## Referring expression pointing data
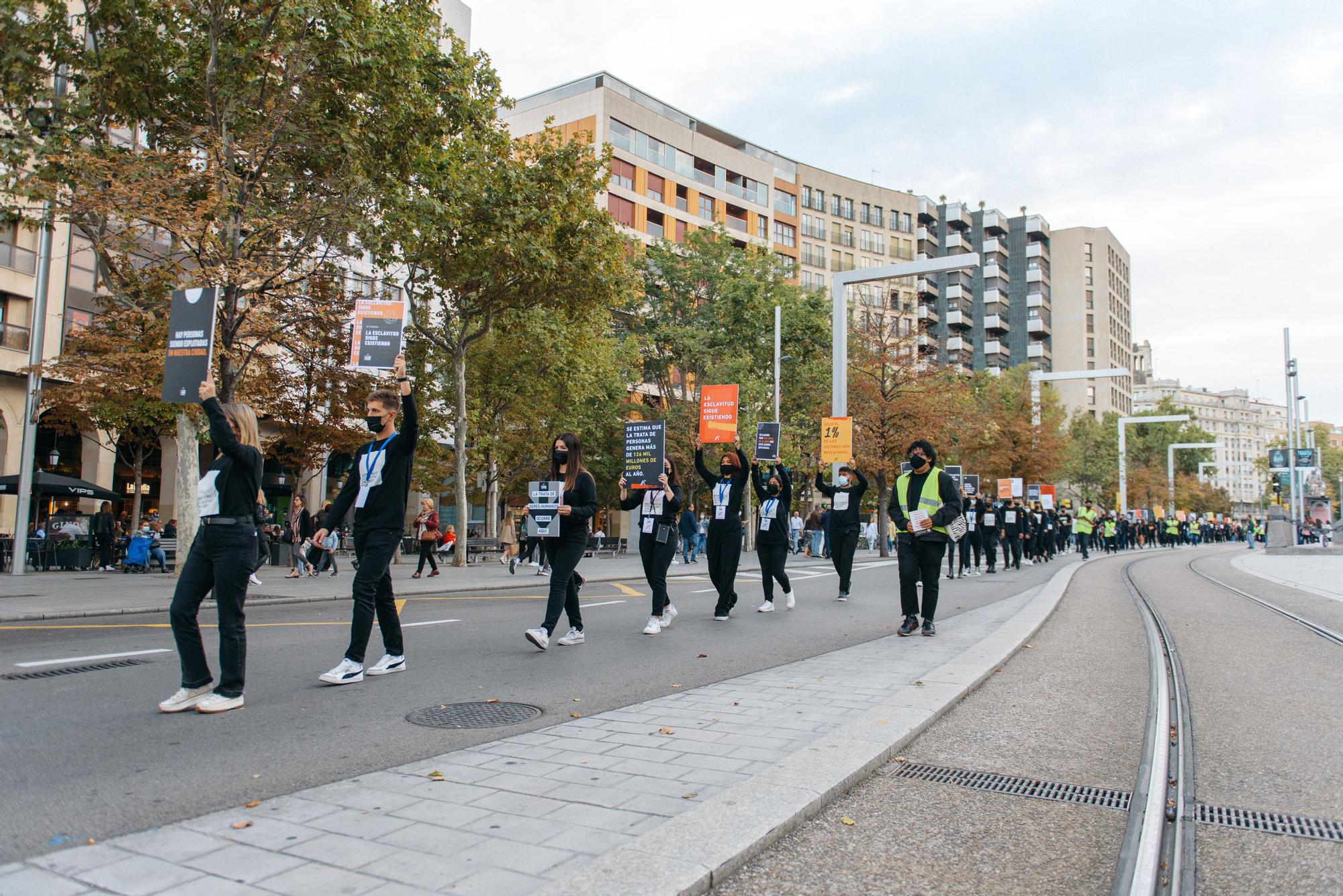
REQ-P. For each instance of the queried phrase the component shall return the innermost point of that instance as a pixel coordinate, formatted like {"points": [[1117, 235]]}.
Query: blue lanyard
{"points": [[371, 456]]}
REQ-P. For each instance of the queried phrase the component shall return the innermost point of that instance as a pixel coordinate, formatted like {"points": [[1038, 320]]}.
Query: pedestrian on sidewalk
{"points": [[426, 536], [578, 505], [845, 524], [659, 519], [377, 491], [725, 541], [220, 561], [923, 503], [776, 495]]}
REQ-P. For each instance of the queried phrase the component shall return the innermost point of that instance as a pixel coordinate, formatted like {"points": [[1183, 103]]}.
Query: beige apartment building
{"points": [[1093, 318]]}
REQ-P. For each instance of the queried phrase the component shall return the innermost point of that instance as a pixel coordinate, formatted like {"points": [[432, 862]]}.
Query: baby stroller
{"points": [[138, 554]]}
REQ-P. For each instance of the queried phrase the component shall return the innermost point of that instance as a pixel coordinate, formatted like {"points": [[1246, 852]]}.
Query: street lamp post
{"points": [[1170, 466], [1123, 448]]}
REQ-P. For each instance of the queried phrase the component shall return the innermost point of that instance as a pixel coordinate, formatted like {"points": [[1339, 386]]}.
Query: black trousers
{"points": [[843, 545], [428, 554], [657, 560], [374, 550], [220, 561], [773, 556], [565, 588], [725, 552], [919, 558]]}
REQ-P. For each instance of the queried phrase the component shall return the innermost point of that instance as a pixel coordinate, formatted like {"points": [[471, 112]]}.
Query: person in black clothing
{"points": [[657, 538], [725, 542], [776, 497], [845, 526], [578, 505], [377, 491], [922, 521], [221, 558]]}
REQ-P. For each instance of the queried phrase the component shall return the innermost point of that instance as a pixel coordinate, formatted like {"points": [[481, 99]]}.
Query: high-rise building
{"points": [[1093, 318]]}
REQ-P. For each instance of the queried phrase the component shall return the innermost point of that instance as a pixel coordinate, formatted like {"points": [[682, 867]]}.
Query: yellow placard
{"points": [[836, 440]]}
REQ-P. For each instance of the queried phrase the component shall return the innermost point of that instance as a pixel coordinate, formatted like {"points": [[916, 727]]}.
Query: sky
{"points": [[1207, 136]]}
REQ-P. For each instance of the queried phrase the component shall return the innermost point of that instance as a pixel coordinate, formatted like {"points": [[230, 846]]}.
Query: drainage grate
{"points": [[71, 670], [1016, 787], [473, 715], [1271, 823]]}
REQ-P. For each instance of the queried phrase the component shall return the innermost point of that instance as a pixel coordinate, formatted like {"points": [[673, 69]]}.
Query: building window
{"points": [[621, 209]]}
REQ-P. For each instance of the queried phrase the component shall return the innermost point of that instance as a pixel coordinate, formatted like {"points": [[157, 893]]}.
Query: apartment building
{"points": [[1093, 318]]}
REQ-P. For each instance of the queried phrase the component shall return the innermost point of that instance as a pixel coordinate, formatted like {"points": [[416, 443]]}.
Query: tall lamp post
{"points": [[1123, 450], [1170, 466]]}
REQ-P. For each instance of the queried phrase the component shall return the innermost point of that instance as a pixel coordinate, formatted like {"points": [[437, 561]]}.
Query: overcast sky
{"points": [[1207, 136]]}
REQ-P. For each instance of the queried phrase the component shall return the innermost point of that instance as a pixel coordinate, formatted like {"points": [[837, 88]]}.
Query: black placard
{"points": [[645, 446], [191, 341]]}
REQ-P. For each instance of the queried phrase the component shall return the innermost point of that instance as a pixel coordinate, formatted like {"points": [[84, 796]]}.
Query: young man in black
{"points": [[378, 490]]}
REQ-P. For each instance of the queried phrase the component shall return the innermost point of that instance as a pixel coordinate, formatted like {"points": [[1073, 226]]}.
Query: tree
{"points": [[492, 227]]}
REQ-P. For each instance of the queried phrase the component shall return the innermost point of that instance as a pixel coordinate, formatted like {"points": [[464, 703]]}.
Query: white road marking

## Problem to work on
Please output each line above exactly and omit all images.

## Answer for this exercise
REQ-P. For each instance of the queried phrase the component shall return the innermost point of that instance as a pixel coordinate, formatted like {"points": [[1117, 235]]}.
Query: blue lanyard
{"points": [[371, 456]]}
REQ-P. For each instance of the queried phrase the component shall return the innermost point of that instance as a pixel coordinate, formatted like {"points": [[1038, 320]]}.
Query: pedestrian on sidewalk
{"points": [[426, 536], [578, 505], [845, 524], [659, 519], [377, 491], [725, 541], [220, 561], [923, 503], [776, 495]]}
REQ-P. For each instance of the queried phrase the component shall return the innermost point of that instance as a pixel coordinate, formatted like {"points": [[1183, 103]]}.
Query: beige apartment building
{"points": [[1093, 318]]}
REQ-P. For each instance of the queried phrase the component shall return the innermost point of that instance as a pixel coordinate, formatted like {"points": [[432, 862]]}.
Query: baby stroller
{"points": [[138, 554]]}
REQ-P. For each instance of the queried phrase the component shall return the innermost point of that instance as a pixel coordinate, formatted like {"points": [[1246, 852]]}.
Query: street lamp post
{"points": [[1170, 466], [1123, 448]]}
REQ-P. For each instance of the queried phrase the component shall return the innermost point of that instance as a pixel coordinate, formatted like {"points": [[1339, 386]]}.
Query: black trousers
{"points": [[843, 545], [428, 554], [657, 560], [374, 550], [220, 561], [773, 556], [565, 588], [725, 552], [919, 558]]}
REQ-P. For each instance of the queried phrase the component shall return the innermost point of that instance as a pixel coordinate, formatted like {"points": [[471, 112]]}.
Query: person in black clothing
{"points": [[657, 538], [725, 542], [776, 497], [845, 526], [578, 505], [377, 491], [922, 521], [221, 558]]}
REQ-P. For each instance of the queried phrase the component shall return the innermost point of that instance as a pixel coordinate, formatted like {"points": [[481, 99]]}.
Query: high-rise building
{"points": [[1093, 318]]}
REQ-P. For each instance of the queried phrase the component shall return the innermost point of that instance as a pixel coordinate, formatted like {"points": [[682, 867]]}.
Query: yellow placard
{"points": [[836, 440]]}
REQ-P. For each instance of the queried phrase the component shall return the innermost point of that instance as a pixel coordinate, formatted like {"points": [[916, 727]]}.
Query: sky
{"points": [[1207, 136]]}
REQ-P. For each instance of the queried phrase the component shall return the innermost point of that instance as a pixel coordinate, formatted like {"points": [[230, 846]]}.
Query: drainage grate
{"points": [[71, 670], [1016, 787], [473, 715], [1271, 823]]}
REQ-P. For each instance of the queried phrase the component shall return the innermost point of that instance as a pixel coordinate, formatted like {"points": [[673, 69]]}.
Query: building window
{"points": [[621, 209]]}
REQ-P. For each instance of the queried phrase the component shall return the innermost point of that instance as a pixel coordinate, formatted like {"points": [[157, 893]]}.
Query: apartment building
{"points": [[1093, 318]]}
REQ-P. For each instance of the queried phrase the component shall return the innermost point of that instance as a pixel coordinate, formatted like {"points": [[416, 443]]}.
Query: tall lamp post
{"points": [[1123, 450], [1170, 466]]}
REQ-P. For each instance of the queried phrase the component shall return the innermost point of that instance as a pixel coordinate, formatted like {"points": [[437, 561]]}.
Query: overcast sky
{"points": [[1207, 136]]}
REQ-P. For each instance of the queried phrase the component shall return the innermost point of that instance as a pixel coordinate, formatted like {"points": [[837, 88]]}.
Query: black placard
{"points": [[645, 446], [191, 341]]}
REQ-P. For each instance of the queried phrase the component shall return the innermost point of that instance as a pixel coordinate, formatted like {"points": [[84, 796]]}.
Query: young man in black
{"points": [[378, 490]]}
REQ-P. For each instance of the queried phrase the component shall return the innermost point of that instance as a pixel coordinate, formatted like {"points": [[1073, 226]]}.
Query: tree
{"points": [[492, 227]]}
REQ-P. For each instance of the queried phrase the component shall return the innermost point of that instance as a pixel coordinate, formatted like {"points": [[464, 703]]}.
Query: white road marking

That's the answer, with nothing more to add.